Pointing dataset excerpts
------------------------------------

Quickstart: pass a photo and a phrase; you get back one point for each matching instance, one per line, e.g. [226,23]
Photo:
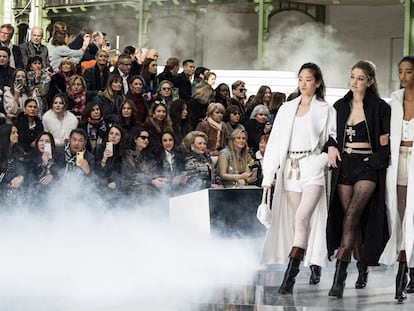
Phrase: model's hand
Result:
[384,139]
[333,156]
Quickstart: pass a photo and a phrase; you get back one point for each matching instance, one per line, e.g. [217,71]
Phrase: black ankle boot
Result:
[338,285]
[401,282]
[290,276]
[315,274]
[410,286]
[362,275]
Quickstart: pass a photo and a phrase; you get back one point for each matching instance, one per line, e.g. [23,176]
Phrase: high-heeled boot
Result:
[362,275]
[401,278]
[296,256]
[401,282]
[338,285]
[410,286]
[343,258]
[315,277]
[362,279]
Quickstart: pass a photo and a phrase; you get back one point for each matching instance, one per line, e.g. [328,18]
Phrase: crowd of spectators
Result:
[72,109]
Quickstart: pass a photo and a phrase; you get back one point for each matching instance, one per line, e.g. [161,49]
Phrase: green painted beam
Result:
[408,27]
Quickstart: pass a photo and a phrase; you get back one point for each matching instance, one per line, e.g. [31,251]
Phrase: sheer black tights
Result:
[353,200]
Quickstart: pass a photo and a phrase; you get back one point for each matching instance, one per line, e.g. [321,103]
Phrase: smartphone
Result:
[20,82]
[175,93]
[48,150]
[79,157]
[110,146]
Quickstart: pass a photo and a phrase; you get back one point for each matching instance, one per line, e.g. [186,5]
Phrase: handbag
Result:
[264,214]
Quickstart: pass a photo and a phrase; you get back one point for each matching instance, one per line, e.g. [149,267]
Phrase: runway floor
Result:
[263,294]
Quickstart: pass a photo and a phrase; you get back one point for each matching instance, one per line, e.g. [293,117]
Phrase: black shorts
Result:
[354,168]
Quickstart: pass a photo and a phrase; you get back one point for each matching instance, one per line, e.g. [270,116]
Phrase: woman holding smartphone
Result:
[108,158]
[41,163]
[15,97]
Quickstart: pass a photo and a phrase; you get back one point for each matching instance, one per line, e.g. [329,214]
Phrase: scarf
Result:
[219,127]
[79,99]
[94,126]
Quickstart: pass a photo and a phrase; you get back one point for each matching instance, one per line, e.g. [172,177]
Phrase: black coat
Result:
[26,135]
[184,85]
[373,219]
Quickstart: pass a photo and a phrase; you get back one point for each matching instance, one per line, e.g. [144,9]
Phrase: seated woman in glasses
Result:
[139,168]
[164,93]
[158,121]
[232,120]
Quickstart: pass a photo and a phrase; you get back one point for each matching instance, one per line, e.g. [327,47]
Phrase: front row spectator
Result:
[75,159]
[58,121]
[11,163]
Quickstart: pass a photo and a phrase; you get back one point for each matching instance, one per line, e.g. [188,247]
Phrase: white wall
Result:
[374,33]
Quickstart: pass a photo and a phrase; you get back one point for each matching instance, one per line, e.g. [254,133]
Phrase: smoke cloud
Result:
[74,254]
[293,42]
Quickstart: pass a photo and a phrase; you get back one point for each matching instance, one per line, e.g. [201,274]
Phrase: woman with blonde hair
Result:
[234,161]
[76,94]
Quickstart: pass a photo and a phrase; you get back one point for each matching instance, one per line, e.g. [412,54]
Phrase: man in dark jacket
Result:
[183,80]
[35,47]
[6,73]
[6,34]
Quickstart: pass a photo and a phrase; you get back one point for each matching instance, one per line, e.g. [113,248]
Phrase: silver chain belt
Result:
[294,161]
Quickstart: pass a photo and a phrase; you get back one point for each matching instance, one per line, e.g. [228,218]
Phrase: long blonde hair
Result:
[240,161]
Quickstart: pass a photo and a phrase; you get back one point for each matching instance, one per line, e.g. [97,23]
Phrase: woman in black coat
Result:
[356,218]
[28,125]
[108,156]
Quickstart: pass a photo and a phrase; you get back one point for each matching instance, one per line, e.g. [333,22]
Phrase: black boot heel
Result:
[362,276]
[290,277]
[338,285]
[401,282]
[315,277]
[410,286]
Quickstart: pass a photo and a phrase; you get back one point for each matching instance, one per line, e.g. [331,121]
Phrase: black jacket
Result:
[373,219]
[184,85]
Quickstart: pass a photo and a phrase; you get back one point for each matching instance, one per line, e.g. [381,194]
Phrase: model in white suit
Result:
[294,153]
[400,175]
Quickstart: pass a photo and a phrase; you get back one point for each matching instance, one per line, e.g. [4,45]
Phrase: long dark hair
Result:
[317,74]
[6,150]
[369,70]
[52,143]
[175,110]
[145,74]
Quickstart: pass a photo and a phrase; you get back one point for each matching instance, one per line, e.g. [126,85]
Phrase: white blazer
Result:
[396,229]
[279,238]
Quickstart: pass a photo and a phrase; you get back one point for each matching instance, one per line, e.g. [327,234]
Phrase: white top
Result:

------------------------------------

* Problem description
Can you turn the data from the line containing "line, e.g. [228,218]" through the end of the data, inclusive, into a Markdown table with columns Row and Line, skipping any blank lines?

* Exercise solution
| Row | Line |
|---|---|
| 1 | Quickstart: pass a photo and a phrase; you get back one point for each matching instance, one per line, e.g. [228,218] |
| 2 | Phrase: long blonde hair |
| 3 | Result: |
| 4 | [240,161] |
| 5 | Quickstart: pass a photo and a phrase; you get back one point for each matching instance, one per line, e.g. [97,23] |
| 6 | Phrase: woman in black coat |
| 7 | Result: |
| 8 | [356,218] |
| 9 | [28,125] |
| 10 | [108,156] |
| 11 | Quickstart: pass a photo and a phrase; you get back one point for each matching instance, one per line, e.g. [333,22] |
| 12 | Phrase: black boot heel |
| 13 | Result: |
| 14 | [362,276] |
| 15 | [290,277] |
| 16 | [338,285] |
| 17 | [401,282] |
| 18 | [315,277] |
| 19 | [410,286] |
| 20 | Quickstart: pass a photo and a phrase; you get back one point for each matching instance, one per line, e.g. [331,121] |
| 21 | Phrase: black jacket |
| 22 | Result: |
| 23 | [373,219] |
| 24 | [184,85] |
| 25 | Quickstart: pass a photo and a phrase; you get back one point for each matching instance, one per line, e.g. [381,194] |
| 26 | Phrase: model in white suit |
| 27 | Result: |
| 28 | [294,153] |
| 29 | [400,175] |
| 30 | Quickstart: pass a photo and a phrase; you get back one point for each matching instance, one per line, e.g. [4,45] |
| 31 | Phrase: long dark hair |
| 32 | Result: |
| 33 | [317,74] |
| 34 | [6,150] |
| 35 | [369,70] |
| 36 | [52,143] |
| 37 | [175,110] |
| 38 | [145,74] |
| 39 | Quickstart: pass a photo and a phrase; you get back one point for each matching instance, one per line, e.g. [126,85] |
| 40 | Phrase: white blazer |
| 41 | Result: |
| 42 | [396,229] |
| 43 | [279,238] |
| 44 | Quickstart: pass a photo and a phrase; you get back one point for each matching instance, one per line, e.g. [327,234] |
| 45 | Phrase: white top |
| 46 | Result: |